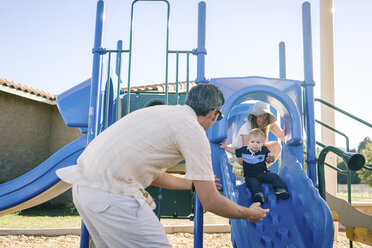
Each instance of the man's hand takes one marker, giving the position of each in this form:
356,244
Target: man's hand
216,180
270,158
256,213
223,144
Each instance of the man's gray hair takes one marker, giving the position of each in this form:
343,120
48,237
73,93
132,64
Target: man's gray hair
202,98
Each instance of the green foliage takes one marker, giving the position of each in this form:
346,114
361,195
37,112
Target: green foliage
342,178
366,150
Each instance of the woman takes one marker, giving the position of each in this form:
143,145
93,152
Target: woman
263,119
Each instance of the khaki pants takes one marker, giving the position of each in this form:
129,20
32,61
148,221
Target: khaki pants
117,220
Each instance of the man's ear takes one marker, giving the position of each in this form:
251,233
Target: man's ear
212,114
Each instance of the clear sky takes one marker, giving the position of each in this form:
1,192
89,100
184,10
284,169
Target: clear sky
47,44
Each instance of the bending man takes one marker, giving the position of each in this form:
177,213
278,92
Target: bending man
111,176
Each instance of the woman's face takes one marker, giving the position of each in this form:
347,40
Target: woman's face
261,121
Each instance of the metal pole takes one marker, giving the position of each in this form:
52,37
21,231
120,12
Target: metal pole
198,222
309,93
97,50
92,119
119,47
200,51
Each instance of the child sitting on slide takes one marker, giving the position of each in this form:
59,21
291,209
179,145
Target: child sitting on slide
253,158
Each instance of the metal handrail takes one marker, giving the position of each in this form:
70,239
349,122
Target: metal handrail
346,157
366,166
336,131
343,112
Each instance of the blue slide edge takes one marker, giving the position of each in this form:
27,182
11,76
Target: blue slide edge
41,178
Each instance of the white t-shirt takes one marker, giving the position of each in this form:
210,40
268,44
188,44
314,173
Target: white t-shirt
237,141
127,157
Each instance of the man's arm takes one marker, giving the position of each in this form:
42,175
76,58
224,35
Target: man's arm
169,181
227,148
214,202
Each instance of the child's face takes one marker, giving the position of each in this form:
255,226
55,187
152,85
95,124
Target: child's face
255,143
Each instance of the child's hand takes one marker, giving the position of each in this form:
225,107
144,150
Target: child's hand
270,158
223,144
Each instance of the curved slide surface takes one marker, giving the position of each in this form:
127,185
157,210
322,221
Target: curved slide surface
304,220
40,184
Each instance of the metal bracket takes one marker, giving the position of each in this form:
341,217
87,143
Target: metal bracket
100,50
308,83
197,51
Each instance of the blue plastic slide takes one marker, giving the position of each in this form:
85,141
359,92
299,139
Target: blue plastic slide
40,184
303,220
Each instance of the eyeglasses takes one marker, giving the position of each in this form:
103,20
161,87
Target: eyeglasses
220,115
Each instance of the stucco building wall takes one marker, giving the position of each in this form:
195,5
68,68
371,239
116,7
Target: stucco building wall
30,132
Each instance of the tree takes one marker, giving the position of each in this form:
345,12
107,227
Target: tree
366,149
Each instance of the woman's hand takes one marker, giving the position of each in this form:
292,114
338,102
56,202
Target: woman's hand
270,158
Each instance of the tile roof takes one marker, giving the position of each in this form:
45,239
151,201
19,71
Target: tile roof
48,96
161,87
27,89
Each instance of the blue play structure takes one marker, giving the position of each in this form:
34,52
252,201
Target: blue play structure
304,220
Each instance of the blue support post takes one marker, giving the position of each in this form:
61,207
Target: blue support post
282,74
92,120
309,93
198,222
119,46
200,51
97,50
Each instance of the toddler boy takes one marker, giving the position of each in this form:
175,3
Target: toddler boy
254,158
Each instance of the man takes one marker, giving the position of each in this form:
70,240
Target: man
112,173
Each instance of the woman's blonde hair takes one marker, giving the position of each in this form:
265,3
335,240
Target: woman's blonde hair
256,132
266,128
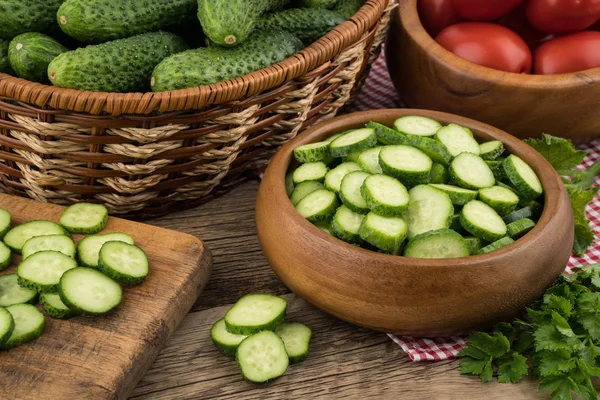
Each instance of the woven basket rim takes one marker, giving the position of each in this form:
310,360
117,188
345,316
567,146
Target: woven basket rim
197,98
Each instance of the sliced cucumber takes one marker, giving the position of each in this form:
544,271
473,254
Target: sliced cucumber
385,233
458,139
350,192
333,179
312,152
125,263
320,205
310,172
346,224
296,339
89,291
503,200
519,228
254,313
409,165
226,342
523,178
55,307
471,172
89,247
491,150
417,125
443,243
458,195
12,293
60,243
29,325
482,221
84,218
429,209
304,189
262,357
17,236
353,142
42,271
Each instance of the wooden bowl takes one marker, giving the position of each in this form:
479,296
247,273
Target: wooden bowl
408,296
428,76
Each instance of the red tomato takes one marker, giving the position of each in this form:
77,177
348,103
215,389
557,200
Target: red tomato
485,10
487,44
569,53
563,16
435,15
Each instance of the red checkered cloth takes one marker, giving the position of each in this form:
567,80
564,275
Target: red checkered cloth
378,92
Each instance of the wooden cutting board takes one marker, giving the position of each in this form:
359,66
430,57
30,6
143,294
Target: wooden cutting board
104,357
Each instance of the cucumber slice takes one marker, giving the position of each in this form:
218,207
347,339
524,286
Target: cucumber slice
84,218
519,228
89,247
29,325
42,271
350,192
409,165
304,189
310,172
523,178
5,221
226,342
89,291
491,150
320,205
312,152
7,325
333,179
12,293
496,245
471,172
503,200
385,195
262,357
125,263
482,221
254,313
458,195
296,339
385,233
429,209
369,160
55,307
443,243
346,224
353,142
17,236
416,125
60,243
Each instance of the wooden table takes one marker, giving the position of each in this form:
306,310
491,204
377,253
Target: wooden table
344,362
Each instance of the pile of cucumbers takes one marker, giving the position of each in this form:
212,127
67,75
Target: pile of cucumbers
418,189
141,45
68,280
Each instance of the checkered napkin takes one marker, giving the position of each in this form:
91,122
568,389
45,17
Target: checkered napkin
378,92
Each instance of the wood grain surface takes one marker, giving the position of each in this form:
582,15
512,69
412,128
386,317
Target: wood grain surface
345,362
103,357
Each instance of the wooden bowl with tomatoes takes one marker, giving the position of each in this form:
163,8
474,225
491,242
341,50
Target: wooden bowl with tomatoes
536,97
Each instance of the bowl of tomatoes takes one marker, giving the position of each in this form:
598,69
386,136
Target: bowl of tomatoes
525,66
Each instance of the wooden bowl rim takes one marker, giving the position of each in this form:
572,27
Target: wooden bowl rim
407,13
280,163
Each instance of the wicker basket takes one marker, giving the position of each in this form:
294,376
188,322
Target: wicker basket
146,154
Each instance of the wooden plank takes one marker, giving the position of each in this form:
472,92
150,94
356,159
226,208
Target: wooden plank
104,357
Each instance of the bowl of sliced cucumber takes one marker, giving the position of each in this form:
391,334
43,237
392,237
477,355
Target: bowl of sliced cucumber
414,222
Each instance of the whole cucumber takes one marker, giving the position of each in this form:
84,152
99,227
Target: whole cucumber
209,65
122,65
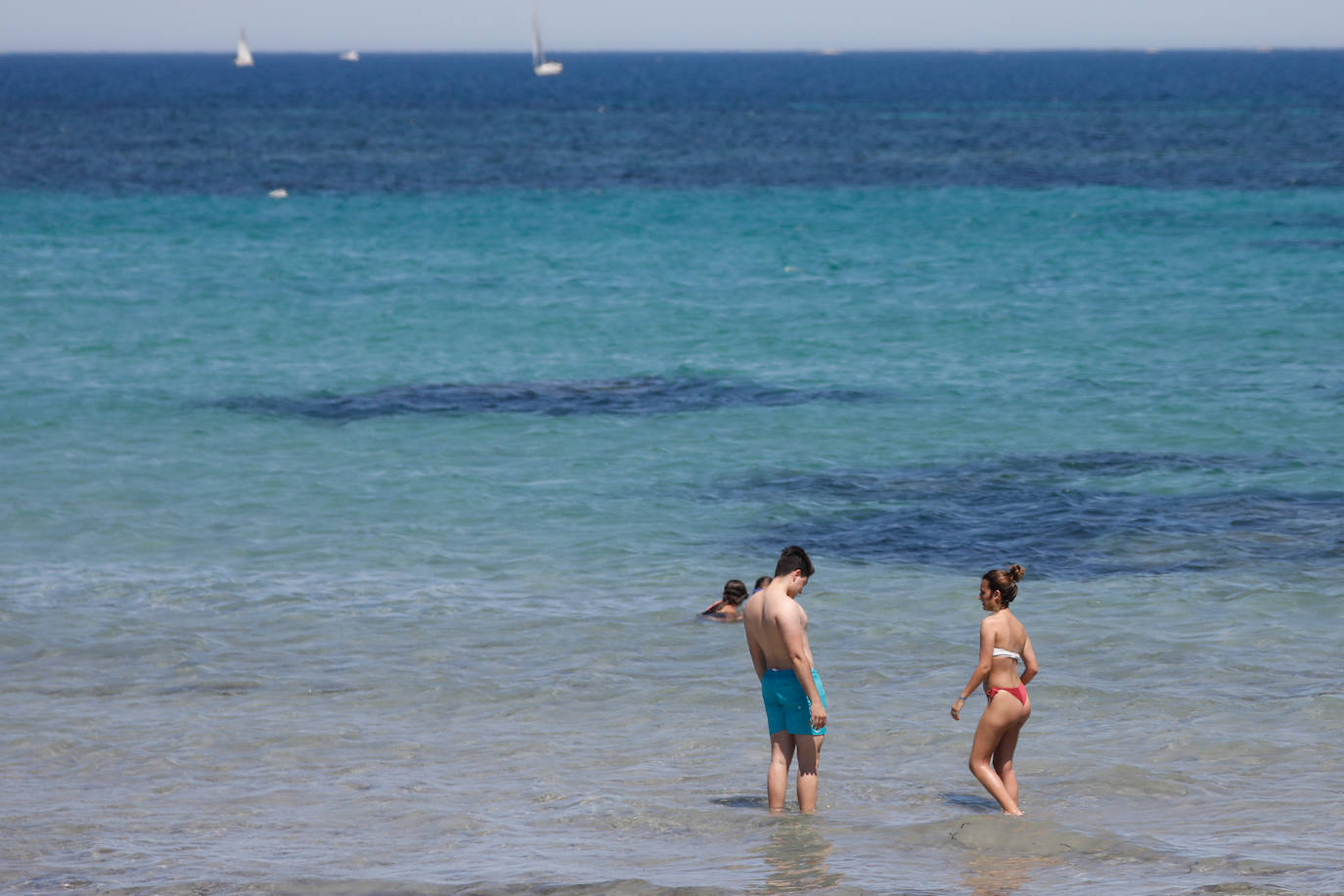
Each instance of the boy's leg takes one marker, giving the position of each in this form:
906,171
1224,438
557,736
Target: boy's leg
777,780
809,752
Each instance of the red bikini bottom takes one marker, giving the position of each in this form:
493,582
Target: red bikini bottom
1020,692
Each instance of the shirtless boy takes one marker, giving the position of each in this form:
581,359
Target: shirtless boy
794,700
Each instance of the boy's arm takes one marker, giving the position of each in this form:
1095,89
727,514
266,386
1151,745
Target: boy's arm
796,643
757,653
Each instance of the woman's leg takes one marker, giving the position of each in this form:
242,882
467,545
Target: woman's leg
777,778
1002,715
1003,759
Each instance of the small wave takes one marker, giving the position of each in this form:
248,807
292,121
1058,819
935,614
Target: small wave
554,398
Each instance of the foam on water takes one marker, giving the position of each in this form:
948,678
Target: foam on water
354,543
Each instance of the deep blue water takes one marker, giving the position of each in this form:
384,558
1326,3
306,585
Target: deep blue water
352,542
193,124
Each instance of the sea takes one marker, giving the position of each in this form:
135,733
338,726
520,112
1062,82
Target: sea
352,542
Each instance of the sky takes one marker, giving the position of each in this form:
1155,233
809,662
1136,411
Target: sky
449,25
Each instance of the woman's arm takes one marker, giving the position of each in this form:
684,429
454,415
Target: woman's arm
1028,657
987,649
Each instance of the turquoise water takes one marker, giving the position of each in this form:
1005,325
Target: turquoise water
352,543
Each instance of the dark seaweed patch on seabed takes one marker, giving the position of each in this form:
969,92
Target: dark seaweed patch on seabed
1060,516
558,398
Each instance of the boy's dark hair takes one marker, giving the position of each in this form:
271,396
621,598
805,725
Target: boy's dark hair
793,558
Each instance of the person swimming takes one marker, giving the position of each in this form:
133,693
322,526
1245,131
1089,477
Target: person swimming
1003,645
728,607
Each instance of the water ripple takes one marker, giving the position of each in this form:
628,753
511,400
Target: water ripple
556,398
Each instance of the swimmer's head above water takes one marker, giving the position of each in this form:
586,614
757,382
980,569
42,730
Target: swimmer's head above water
999,587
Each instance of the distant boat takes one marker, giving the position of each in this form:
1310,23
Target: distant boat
244,58
541,65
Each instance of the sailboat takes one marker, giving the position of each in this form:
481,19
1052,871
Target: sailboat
244,58
541,65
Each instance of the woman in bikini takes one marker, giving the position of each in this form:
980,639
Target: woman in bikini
1003,644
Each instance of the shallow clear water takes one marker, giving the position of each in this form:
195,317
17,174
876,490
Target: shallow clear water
352,542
=======
* _TASK DESCRIPTION_: All that should be written out is the stretch of lines above between the one holding "Each instance of the swimmer's" and the one holding "Each instance of the distant", inclusive, exactly as given.

* _EXERCISE RESULT_:
Each instance of the swimmer's head above water takes one marker, giving the position of each in this form:
586,614
757,382
980,569
42,730
Target: swimmer's head above water
999,587
Each instance of the distant boat takes one marker, giving the position of each in this form:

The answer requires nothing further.